- **Supplied entries**:
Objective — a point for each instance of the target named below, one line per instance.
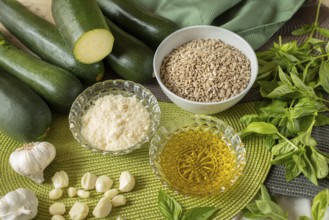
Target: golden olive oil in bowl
(197, 155)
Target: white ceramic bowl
(188, 34)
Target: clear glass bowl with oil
(197, 155)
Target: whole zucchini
(130, 58)
(83, 27)
(55, 85)
(138, 21)
(44, 39)
(24, 116)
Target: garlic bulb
(21, 204)
(60, 179)
(127, 182)
(31, 159)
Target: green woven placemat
(142, 201)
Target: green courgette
(138, 21)
(24, 116)
(55, 85)
(44, 39)
(130, 58)
(83, 27)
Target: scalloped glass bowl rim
(123, 87)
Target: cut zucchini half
(93, 46)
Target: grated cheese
(115, 122)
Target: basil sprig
(294, 81)
(265, 206)
(172, 210)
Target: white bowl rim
(251, 81)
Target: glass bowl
(197, 155)
(113, 87)
(188, 34)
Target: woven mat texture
(142, 201)
(275, 182)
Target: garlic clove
(57, 208)
(83, 194)
(127, 182)
(103, 208)
(19, 204)
(32, 159)
(111, 193)
(60, 179)
(88, 181)
(79, 211)
(103, 183)
(119, 200)
(55, 194)
(71, 192)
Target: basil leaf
(199, 213)
(301, 85)
(305, 138)
(269, 142)
(323, 31)
(303, 30)
(266, 87)
(169, 207)
(324, 75)
(321, 120)
(320, 164)
(261, 128)
(280, 91)
(284, 78)
(293, 126)
(320, 205)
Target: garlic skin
(103, 208)
(60, 179)
(32, 159)
(127, 181)
(88, 181)
(21, 204)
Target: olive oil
(198, 162)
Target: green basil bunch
(294, 81)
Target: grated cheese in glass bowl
(114, 116)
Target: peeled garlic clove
(19, 204)
(111, 193)
(88, 181)
(57, 208)
(60, 179)
(103, 208)
(32, 159)
(71, 192)
(127, 182)
(55, 194)
(103, 183)
(83, 193)
(79, 211)
(119, 200)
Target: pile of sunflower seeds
(205, 70)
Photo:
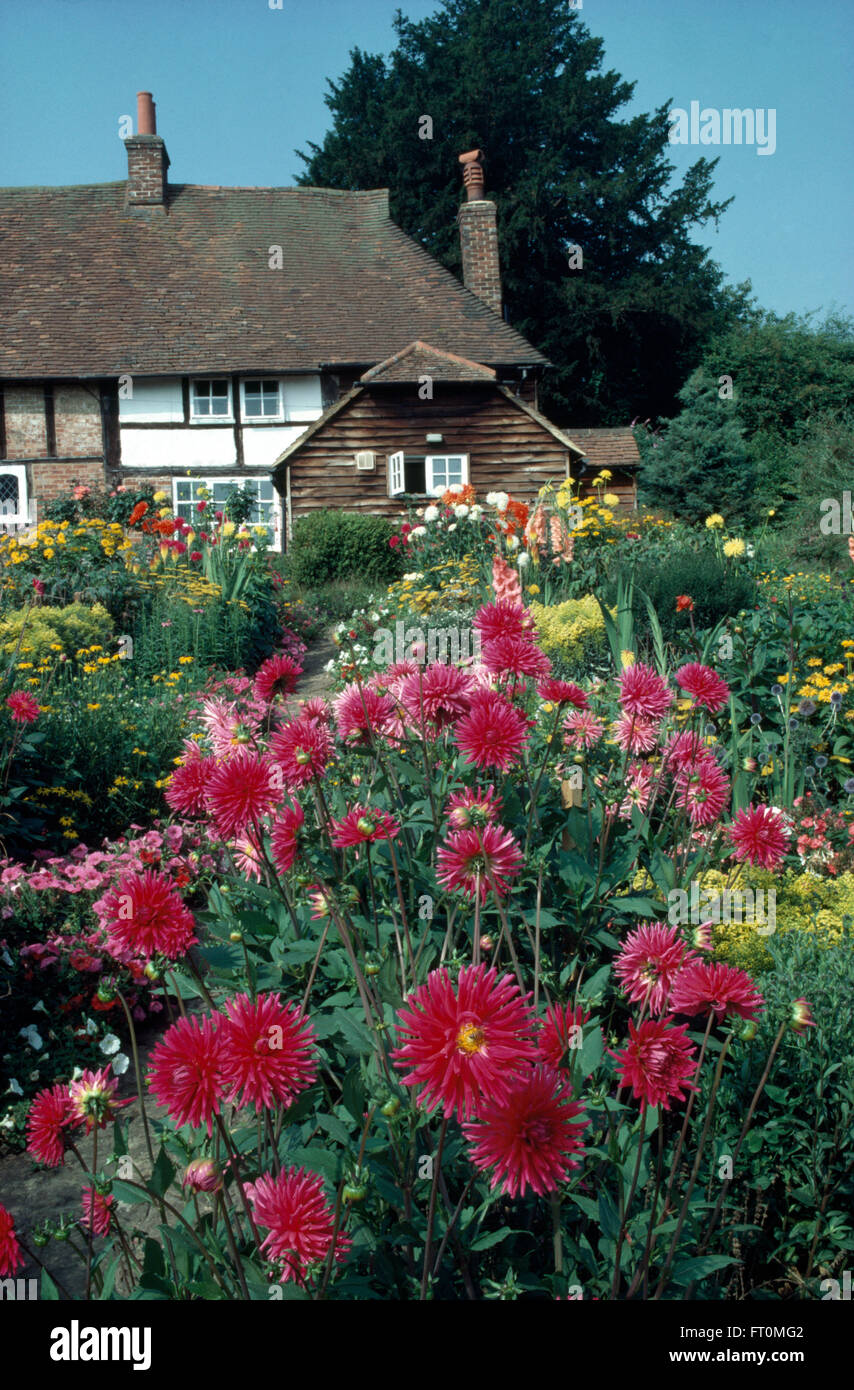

- **Exercise aim**: Retype the whole listing above word for word, leaving the pictures out.

- **Solution to the exercise**:
Objective — a point for each instance of the target named below, one line per instance.
Target: golden olive oil in bowl
(197, 155)
Target: white ceramic bowl
(188, 34)
Target: clear glass bowl with oil
(197, 155)
Target: whole zucchini
(130, 58)
(83, 27)
(55, 85)
(138, 21)
(44, 39)
(24, 116)
Target: garlic bulb
(21, 204)
(60, 179)
(127, 182)
(31, 159)
Target: green woven placemat
(142, 201)
Target: green courgette
(138, 21)
(24, 116)
(55, 85)
(44, 39)
(130, 58)
(83, 27)
Target: scalloped glass bowl rim
(123, 87)
Target: cut zucchini half
(93, 46)
Target: grated cheese
(115, 122)
Target: basil sprig
(294, 81)
(265, 206)
(172, 210)
Target: white bowl rim
(251, 81)
Target: glass bowl
(197, 155)
(113, 87)
(188, 34)
Target: woven mat texture
(142, 201)
(275, 182)
Target: garlic clove
(57, 208)
(83, 194)
(127, 182)
(103, 208)
(19, 204)
(32, 159)
(111, 193)
(60, 179)
(88, 181)
(79, 211)
(103, 183)
(119, 200)
(55, 194)
(71, 192)
Target: basil leaf
(199, 213)
(301, 85)
(305, 138)
(269, 142)
(323, 31)
(303, 30)
(266, 87)
(169, 207)
(324, 75)
(321, 120)
(320, 164)
(261, 128)
(280, 91)
(284, 78)
(293, 126)
(320, 205)
Target: garlic skin
(103, 208)
(60, 179)
(32, 159)
(127, 181)
(88, 181)
(21, 204)
Target: olive oil
(198, 162)
Target: green basil bunch
(294, 81)
Target: grated cheese in glass bowl
(114, 116)
Target: peeled garlic clove
(19, 204)
(111, 193)
(88, 181)
(57, 208)
(60, 179)
(103, 208)
(32, 159)
(71, 192)
(127, 182)
(55, 194)
(103, 183)
(83, 193)
(79, 211)
(119, 200)
Target: pile of sunflower seeds
(205, 70)
Photo:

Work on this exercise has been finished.